• Provided records:
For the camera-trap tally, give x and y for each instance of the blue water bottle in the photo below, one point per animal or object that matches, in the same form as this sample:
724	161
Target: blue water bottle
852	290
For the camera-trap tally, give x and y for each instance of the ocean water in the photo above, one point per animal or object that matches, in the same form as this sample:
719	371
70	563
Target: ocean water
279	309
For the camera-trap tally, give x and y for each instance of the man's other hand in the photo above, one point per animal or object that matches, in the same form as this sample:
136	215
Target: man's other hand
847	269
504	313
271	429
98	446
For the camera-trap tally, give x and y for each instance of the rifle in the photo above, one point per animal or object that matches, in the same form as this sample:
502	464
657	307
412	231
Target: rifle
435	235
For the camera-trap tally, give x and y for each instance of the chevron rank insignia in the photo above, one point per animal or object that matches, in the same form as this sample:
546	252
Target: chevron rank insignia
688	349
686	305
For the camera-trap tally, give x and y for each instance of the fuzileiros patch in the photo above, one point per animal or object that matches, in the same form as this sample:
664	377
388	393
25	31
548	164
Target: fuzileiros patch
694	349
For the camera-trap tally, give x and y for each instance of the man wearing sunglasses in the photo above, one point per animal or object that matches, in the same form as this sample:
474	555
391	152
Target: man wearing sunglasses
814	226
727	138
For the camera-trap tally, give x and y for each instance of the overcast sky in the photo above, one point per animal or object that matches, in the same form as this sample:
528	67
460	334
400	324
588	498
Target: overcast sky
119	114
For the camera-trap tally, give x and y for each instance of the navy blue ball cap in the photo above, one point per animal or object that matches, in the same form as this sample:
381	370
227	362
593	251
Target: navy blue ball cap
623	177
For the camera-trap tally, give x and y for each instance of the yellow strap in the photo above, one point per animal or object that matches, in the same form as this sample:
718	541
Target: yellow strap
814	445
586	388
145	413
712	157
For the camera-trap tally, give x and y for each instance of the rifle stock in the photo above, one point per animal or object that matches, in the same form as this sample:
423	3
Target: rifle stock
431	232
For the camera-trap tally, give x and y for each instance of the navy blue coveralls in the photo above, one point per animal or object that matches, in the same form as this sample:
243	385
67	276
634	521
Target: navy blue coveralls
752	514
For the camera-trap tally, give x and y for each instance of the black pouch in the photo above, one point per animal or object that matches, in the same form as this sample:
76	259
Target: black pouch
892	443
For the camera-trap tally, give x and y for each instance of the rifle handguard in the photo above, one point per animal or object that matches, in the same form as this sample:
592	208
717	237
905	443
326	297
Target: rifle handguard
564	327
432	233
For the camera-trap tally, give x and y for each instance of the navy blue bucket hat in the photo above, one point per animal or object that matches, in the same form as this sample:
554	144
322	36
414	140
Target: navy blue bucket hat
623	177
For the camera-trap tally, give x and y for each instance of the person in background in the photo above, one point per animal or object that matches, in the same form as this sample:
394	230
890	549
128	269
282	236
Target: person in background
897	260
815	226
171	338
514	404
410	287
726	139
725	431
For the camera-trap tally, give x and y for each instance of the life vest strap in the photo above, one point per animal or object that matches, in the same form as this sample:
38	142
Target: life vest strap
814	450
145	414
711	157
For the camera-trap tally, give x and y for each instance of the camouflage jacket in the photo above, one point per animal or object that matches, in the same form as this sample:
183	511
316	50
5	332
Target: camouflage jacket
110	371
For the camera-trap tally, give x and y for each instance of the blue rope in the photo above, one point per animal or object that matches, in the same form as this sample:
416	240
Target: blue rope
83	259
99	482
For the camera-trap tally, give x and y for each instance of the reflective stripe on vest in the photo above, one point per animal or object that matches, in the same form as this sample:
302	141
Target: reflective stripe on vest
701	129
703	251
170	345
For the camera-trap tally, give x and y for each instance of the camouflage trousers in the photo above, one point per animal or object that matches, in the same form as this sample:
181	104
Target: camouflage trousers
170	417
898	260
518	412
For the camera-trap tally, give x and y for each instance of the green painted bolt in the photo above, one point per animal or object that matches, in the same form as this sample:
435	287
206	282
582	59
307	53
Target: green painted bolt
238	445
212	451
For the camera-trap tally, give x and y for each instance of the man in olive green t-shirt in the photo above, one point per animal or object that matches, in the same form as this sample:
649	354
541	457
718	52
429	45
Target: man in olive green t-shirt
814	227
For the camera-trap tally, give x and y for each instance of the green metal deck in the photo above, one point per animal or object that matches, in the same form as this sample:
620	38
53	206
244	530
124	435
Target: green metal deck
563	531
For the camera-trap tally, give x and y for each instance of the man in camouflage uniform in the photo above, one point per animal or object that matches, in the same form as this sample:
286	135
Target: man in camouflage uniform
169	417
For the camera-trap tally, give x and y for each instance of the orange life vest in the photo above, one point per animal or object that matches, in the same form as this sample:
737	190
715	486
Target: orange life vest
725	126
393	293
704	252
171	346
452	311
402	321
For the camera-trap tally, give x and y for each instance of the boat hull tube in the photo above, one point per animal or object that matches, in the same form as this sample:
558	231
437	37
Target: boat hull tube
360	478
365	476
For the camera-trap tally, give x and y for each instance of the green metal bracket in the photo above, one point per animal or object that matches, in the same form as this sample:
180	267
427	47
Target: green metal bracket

• Exercise requirements:
What you return must be the lines from the line holding "of the boat" through the final line of the material, word for word, and nothing more.

• Response:
For the camera-trap tally, give x and y for each instance of the boat hull tube in the photo above, one point per animal or object that matches, in the same form as this sample:
558	231
437	37
Target: boat hull tube
360	478
365	476
For the camera-trap tally, give x and y for each instance of the green metal bracket in the photo above, one point per animal or object that matches, in the same form as this sample:
180	267
427	47
Target: green metal bracket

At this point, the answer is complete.